Pick out every line of the listing that contains the string "woman", treating uppercase and lowercase as different.
* BEGIN Dataset excerpts *
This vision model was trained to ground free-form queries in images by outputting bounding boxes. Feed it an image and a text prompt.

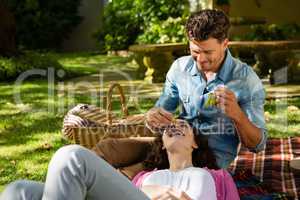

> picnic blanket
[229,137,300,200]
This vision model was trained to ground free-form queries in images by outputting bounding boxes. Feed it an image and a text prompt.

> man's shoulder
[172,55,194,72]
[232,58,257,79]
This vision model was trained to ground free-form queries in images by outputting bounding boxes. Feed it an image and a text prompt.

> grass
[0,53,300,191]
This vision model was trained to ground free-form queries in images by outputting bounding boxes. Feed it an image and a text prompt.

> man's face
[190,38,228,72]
* END Dataset excerpts *
* BEGIN Dataset excerpts *
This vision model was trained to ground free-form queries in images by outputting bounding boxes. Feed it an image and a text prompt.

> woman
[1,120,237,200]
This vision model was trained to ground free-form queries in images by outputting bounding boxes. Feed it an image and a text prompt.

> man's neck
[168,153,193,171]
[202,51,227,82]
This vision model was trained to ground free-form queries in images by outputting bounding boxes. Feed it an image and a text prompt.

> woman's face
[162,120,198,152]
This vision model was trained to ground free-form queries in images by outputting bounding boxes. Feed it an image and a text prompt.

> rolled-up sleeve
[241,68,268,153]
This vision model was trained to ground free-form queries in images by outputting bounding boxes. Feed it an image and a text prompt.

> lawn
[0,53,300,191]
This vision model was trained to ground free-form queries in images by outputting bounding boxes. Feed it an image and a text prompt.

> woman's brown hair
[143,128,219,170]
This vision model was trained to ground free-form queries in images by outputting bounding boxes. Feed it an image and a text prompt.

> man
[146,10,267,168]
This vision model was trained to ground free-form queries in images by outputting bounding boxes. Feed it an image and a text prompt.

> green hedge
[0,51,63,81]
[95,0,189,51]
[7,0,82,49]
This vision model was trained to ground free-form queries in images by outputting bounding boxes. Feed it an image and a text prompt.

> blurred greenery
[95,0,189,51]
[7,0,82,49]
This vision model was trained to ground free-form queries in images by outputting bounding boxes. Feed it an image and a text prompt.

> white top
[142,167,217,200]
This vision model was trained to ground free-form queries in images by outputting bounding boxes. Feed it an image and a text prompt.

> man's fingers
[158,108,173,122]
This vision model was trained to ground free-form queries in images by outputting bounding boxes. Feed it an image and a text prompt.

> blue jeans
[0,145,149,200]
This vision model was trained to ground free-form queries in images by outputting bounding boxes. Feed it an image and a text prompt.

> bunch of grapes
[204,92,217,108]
* END Dataset excerpts *
## Task result
> woman
> woman's face
> woman's brown hair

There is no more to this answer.